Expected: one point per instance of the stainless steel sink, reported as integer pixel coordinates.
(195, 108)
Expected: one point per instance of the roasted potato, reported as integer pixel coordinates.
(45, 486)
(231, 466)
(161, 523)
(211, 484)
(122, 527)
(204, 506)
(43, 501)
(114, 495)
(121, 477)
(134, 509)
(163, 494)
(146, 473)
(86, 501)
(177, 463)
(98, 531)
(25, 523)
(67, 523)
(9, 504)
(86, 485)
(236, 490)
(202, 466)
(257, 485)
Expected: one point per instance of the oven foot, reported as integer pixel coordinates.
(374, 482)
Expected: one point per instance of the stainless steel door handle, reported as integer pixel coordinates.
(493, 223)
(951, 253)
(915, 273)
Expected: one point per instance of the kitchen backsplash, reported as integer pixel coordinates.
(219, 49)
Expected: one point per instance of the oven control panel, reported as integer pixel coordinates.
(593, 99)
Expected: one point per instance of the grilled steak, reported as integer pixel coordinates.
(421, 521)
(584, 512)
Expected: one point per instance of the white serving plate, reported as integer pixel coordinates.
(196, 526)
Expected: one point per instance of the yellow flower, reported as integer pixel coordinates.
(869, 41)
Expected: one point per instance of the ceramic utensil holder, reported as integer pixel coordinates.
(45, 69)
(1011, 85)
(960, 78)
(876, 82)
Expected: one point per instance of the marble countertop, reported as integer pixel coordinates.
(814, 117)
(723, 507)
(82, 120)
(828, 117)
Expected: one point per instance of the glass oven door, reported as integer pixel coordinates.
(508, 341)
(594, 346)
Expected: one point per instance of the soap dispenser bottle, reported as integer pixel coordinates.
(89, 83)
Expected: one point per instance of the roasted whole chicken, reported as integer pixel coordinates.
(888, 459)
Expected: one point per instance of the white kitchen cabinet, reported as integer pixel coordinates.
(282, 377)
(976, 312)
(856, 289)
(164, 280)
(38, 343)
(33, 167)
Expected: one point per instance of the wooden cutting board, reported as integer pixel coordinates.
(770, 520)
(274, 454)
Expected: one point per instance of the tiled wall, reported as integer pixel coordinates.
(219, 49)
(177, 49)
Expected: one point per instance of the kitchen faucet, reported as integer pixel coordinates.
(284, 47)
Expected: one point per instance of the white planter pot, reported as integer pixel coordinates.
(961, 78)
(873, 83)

Instructions for the task:
Print all of the rows above again, word for word, keeping them in their original order.

Task response:
Expected: one point per instance of the stainless steel sink, reported as integer pixel coordinates.
(195, 108)
Expected: one point per instance of the roasted potato, reported as integer pixel coordinates.
(45, 486)
(231, 466)
(161, 523)
(211, 484)
(122, 527)
(204, 506)
(43, 501)
(114, 495)
(121, 477)
(134, 509)
(163, 494)
(146, 473)
(86, 501)
(177, 463)
(98, 531)
(25, 523)
(67, 523)
(9, 504)
(86, 485)
(236, 490)
(202, 466)
(257, 485)
Expected: one point per instance of the oven foot, reported as integer pixel coordinates.
(374, 482)
Expected: one point per instance of the stainless steel door handle, reported as integer pixel coordinates.
(493, 223)
(951, 253)
(915, 273)
Expected: one point per instance of the kitchen backsplash, reported as integer pixel coordinates.
(219, 49)
Expected: one point per instance of the oven control panel, reported as integer pixel coordinates.
(593, 99)
Expected: one point per instance of the grilled steak, reported as integer pixel coordinates.
(421, 521)
(584, 512)
Expected: one point per instance of the white serving plate, reported as integer pixel coordinates.
(196, 526)
Expected: one point per instance of the yellow flower, reported as integer pixel coordinates.
(869, 41)
Expected: one point per instance of the ceramic utensil holder, reported as integer pixel coordinates.
(45, 69)
(1011, 85)
(960, 78)
(876, 82)
Expected: one point per instance of the marble countertop, reported as integer pixel coordinates.
(814, 117)
(723, 507)
(82, 120)
(828, 117)
Expected: one point per instance of the glass oven door, reported as integer pixel coordinates.
(508, 341)
(594, 346)
Expected: one point per instance of the soap dispenser bottle, reported as integer pixel coordinates.
(89, 83)
Expected: one point per instance of the roasted whole chicken, reported as integer pixel coordinates.
(888, 459)
Expected: one point per instance of the white kitchen cabinet, reported as integer pixel coordinates.
(282, 377)
(976, 312)
(856, 289)
(164, 280)
(38, 343)
(33, 167)
Expected: one point per instance of the wooden cutting board, reported as integer pixel coordinates.
(770, 520)
(274, 454)
Expected: one point per instance of the tiled wall, reported as integer pixel coordinates.
(219, 49)
(177, 49)
Expected: one point per instance of the kitchen faucet, reported as integer pixel coordinates.
(284, 47)
Expected: one point per instance of the white planter pot, reported as integer pixel coordinates.
(961, 78)
(873, 83)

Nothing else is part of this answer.